+++ Records for processing
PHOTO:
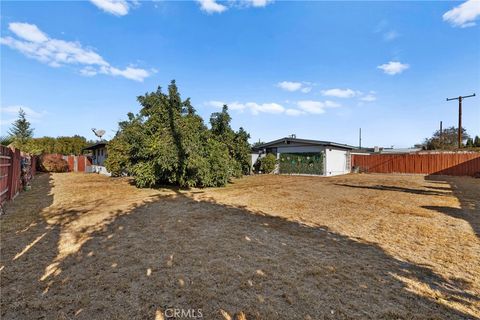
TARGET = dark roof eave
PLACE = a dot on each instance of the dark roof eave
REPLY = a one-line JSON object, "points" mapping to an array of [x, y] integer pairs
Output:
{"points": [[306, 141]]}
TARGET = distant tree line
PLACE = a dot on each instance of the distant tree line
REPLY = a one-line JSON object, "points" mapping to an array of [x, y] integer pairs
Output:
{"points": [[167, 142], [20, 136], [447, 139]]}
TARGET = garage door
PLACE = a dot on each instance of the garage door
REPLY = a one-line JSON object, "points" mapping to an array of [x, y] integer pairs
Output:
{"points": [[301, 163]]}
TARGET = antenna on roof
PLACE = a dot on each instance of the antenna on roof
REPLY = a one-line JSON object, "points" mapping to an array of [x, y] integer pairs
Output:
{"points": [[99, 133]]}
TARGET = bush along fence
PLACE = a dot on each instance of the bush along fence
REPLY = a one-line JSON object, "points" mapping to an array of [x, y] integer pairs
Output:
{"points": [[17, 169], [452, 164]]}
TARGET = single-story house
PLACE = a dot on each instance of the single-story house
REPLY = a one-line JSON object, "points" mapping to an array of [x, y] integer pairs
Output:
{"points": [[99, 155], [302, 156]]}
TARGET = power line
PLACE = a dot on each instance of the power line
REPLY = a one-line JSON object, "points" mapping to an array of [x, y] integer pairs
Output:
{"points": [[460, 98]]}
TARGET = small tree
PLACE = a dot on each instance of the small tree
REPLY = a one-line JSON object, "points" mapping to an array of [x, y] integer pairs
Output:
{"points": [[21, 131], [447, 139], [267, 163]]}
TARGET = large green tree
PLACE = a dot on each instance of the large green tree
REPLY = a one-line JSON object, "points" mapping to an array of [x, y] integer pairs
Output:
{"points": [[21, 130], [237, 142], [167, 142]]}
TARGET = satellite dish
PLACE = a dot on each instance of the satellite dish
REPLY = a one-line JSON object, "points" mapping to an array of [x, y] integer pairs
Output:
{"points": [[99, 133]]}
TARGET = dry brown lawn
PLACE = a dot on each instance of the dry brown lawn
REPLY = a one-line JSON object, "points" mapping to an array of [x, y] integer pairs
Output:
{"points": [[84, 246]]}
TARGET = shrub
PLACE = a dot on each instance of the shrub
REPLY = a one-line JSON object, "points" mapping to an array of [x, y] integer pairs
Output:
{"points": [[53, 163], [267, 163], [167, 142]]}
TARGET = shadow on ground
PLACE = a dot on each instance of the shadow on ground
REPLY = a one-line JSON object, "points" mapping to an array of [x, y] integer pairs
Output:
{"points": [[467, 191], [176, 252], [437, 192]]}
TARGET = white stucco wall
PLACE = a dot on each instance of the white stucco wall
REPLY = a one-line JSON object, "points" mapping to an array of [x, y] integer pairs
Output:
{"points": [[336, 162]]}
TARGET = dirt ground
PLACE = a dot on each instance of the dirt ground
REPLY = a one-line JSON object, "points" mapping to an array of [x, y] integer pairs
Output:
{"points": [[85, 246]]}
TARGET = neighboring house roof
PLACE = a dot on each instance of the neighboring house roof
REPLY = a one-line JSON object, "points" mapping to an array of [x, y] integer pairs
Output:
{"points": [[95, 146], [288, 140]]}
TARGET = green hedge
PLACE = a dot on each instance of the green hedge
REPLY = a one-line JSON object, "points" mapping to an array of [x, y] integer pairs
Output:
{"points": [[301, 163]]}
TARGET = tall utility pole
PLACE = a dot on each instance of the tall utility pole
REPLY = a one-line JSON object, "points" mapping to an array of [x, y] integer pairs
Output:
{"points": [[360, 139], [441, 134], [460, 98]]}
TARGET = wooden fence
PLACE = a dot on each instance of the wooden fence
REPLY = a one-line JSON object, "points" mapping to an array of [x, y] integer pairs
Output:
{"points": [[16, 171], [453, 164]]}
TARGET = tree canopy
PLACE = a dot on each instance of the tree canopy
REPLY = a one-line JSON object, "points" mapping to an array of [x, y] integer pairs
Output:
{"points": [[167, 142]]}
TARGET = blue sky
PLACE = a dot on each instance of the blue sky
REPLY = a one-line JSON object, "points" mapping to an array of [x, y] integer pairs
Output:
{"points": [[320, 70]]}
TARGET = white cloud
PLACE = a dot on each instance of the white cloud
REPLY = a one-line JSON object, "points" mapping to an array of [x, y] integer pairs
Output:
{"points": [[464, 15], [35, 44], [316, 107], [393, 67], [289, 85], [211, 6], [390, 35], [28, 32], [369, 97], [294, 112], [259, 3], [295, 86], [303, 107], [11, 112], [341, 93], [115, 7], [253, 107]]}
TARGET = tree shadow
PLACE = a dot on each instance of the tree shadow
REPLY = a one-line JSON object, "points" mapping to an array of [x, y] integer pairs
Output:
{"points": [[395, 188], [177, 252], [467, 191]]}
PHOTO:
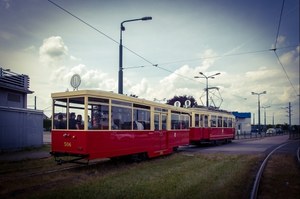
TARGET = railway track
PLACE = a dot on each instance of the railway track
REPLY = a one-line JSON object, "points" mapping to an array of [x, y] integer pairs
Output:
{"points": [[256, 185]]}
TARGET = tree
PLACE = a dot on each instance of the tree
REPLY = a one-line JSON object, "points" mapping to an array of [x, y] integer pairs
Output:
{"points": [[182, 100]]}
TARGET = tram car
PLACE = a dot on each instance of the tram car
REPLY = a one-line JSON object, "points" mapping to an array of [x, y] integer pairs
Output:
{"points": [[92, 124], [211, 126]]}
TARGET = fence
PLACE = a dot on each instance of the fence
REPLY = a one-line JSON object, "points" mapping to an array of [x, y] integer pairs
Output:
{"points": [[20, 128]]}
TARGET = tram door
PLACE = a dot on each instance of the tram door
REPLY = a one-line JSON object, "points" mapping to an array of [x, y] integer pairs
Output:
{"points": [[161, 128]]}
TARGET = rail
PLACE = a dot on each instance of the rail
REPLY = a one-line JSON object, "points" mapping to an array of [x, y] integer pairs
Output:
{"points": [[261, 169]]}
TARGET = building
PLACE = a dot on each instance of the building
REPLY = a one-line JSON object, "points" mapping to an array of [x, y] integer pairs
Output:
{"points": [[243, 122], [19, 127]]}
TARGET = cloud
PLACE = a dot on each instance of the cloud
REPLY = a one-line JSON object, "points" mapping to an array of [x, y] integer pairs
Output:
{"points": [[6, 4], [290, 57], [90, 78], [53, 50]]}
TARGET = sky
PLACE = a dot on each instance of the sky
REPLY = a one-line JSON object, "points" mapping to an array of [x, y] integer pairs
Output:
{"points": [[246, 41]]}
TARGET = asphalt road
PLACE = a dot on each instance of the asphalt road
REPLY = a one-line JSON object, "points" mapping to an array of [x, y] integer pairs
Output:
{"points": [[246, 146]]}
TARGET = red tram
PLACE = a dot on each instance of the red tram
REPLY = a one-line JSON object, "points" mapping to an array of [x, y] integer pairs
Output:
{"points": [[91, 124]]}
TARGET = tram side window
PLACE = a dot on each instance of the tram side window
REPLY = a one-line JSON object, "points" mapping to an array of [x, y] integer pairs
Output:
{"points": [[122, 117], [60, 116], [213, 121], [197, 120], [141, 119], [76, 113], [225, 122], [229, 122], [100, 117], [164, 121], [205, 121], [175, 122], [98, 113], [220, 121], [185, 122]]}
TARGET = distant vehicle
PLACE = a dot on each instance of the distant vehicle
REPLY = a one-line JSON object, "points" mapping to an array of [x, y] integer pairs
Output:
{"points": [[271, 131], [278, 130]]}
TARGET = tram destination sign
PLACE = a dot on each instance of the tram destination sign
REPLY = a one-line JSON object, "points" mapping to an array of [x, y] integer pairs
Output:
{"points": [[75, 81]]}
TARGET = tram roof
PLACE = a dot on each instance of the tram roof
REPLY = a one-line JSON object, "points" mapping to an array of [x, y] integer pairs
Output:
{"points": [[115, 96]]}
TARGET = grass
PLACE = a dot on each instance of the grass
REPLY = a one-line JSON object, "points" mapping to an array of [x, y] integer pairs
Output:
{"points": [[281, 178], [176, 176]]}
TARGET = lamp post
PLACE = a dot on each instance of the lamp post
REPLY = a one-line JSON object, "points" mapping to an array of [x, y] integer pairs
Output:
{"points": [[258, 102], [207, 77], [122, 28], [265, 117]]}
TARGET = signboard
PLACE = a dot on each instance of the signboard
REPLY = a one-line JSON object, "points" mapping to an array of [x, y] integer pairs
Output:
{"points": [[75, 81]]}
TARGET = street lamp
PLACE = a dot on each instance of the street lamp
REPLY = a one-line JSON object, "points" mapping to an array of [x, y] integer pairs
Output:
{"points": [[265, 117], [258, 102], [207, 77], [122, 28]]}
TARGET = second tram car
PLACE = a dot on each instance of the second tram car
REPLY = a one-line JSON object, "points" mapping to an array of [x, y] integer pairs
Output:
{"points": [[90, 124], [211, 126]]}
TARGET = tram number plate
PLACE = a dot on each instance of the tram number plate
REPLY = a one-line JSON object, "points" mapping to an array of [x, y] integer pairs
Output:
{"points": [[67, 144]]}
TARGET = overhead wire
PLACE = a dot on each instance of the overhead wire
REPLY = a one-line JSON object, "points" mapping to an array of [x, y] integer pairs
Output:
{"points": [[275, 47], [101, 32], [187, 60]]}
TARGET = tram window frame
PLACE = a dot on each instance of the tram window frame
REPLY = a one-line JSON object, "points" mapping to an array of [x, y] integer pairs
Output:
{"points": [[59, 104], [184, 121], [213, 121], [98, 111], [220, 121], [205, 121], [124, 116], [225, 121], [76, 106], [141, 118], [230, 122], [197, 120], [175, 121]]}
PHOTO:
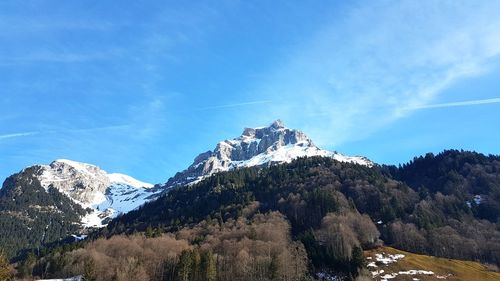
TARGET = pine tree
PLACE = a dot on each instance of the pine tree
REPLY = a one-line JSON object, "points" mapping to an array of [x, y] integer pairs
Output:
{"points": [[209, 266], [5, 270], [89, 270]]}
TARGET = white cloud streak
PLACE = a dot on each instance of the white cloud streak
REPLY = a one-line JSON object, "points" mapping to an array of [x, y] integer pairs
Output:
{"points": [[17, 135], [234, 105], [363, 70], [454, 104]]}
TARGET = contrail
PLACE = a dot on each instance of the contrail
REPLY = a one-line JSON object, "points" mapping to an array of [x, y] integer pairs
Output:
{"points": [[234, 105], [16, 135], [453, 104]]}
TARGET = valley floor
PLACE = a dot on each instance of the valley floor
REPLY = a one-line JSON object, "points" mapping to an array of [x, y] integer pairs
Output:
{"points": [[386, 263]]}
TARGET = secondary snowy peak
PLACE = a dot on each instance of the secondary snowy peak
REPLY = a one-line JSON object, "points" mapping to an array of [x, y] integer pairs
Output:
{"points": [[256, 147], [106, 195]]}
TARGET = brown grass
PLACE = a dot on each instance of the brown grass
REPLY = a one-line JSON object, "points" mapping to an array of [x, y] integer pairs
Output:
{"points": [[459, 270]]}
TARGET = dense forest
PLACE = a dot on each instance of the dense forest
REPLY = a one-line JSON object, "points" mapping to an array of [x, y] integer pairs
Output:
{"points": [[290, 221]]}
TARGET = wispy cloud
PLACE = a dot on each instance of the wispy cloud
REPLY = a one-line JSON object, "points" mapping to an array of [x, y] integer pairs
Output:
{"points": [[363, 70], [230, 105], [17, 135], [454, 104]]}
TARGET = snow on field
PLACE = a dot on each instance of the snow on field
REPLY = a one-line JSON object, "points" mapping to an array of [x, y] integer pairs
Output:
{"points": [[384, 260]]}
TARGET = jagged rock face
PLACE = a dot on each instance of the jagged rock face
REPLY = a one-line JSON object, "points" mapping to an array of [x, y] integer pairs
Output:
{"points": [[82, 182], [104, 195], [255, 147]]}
++++++
+++ Records for processing
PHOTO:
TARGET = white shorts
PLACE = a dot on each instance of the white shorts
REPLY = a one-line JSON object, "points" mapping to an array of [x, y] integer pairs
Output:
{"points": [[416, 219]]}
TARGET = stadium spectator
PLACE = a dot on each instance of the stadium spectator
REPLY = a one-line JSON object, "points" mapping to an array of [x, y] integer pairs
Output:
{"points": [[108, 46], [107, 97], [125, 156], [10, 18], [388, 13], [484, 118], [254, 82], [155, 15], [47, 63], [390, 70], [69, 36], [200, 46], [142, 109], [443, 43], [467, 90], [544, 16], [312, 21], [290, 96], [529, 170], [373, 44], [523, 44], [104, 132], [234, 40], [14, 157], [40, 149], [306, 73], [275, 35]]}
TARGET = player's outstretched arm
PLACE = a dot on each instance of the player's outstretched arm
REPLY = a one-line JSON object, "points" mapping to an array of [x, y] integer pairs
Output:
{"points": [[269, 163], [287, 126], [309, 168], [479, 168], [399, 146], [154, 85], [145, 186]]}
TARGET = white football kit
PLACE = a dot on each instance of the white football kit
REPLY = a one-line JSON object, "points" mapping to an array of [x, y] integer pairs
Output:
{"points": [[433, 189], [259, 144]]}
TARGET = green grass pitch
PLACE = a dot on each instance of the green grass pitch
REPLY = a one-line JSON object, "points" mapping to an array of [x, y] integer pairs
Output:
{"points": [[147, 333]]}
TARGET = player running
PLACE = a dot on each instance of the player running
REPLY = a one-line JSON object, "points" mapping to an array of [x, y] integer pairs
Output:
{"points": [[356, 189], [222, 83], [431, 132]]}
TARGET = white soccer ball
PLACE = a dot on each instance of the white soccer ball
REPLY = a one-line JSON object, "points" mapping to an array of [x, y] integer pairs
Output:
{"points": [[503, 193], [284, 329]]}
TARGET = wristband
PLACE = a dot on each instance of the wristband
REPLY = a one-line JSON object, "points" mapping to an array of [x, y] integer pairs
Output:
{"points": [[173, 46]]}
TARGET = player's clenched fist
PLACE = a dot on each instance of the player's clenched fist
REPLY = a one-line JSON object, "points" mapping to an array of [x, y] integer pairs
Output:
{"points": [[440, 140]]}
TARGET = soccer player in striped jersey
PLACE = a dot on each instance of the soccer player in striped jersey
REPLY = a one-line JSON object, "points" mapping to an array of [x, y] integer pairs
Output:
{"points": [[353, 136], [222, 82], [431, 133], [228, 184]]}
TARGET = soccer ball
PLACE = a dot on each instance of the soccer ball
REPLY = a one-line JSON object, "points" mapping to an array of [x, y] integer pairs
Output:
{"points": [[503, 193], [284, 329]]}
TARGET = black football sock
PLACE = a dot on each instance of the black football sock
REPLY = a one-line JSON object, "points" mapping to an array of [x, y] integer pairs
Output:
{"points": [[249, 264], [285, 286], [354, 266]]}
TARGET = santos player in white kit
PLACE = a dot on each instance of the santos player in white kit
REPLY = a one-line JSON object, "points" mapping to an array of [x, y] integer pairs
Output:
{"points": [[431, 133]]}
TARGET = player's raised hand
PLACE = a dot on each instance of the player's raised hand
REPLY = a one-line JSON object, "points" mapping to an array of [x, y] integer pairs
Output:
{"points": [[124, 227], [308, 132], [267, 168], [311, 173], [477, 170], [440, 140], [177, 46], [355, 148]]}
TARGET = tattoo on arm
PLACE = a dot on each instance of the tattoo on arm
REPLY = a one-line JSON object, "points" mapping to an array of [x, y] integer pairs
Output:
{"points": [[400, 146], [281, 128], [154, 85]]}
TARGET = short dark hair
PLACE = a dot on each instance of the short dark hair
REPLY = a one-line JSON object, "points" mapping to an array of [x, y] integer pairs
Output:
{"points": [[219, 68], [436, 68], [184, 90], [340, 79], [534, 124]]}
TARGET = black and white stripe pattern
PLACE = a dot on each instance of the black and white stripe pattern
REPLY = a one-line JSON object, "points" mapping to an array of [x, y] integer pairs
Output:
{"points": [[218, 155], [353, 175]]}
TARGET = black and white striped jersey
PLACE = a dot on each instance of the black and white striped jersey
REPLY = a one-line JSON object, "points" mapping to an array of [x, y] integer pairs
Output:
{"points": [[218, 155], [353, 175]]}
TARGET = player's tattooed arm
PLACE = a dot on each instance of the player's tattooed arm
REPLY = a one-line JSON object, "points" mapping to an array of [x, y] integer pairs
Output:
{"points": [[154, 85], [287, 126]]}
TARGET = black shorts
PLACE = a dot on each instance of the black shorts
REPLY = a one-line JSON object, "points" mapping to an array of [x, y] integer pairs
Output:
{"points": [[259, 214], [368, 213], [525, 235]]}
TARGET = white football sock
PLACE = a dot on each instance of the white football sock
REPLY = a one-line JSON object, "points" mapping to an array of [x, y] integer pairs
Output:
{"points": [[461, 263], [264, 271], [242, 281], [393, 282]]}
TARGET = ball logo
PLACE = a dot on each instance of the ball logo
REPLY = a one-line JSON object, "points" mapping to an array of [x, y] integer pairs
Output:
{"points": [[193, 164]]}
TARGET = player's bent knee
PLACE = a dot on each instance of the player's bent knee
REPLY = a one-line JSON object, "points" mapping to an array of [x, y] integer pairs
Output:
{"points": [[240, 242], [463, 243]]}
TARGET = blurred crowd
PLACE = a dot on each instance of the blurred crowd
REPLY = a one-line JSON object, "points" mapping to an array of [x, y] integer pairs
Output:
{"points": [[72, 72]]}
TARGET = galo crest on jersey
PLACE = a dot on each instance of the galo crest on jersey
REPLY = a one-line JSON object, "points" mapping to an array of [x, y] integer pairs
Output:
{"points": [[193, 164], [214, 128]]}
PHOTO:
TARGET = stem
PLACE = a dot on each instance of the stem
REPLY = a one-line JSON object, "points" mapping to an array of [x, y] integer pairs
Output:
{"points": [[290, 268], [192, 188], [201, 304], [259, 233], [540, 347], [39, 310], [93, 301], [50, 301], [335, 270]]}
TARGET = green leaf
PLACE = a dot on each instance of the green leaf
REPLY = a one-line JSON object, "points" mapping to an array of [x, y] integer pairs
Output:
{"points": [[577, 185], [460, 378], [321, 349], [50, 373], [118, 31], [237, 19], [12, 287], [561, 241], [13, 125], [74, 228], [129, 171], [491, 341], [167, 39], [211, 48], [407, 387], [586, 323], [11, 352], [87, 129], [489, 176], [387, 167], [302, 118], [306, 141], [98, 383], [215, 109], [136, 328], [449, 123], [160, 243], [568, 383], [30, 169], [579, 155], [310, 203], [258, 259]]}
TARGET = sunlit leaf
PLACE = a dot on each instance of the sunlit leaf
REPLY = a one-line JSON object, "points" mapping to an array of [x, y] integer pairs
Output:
++++++
» What you are asked to do: Pick out every line of the listing above that contains the string "santos", and copy each one in full. Only matches with the same capitalization count.

» Output for this task:
TARGET = santos player in white kit
PLACE = a dot on each instance of the santos player in white kit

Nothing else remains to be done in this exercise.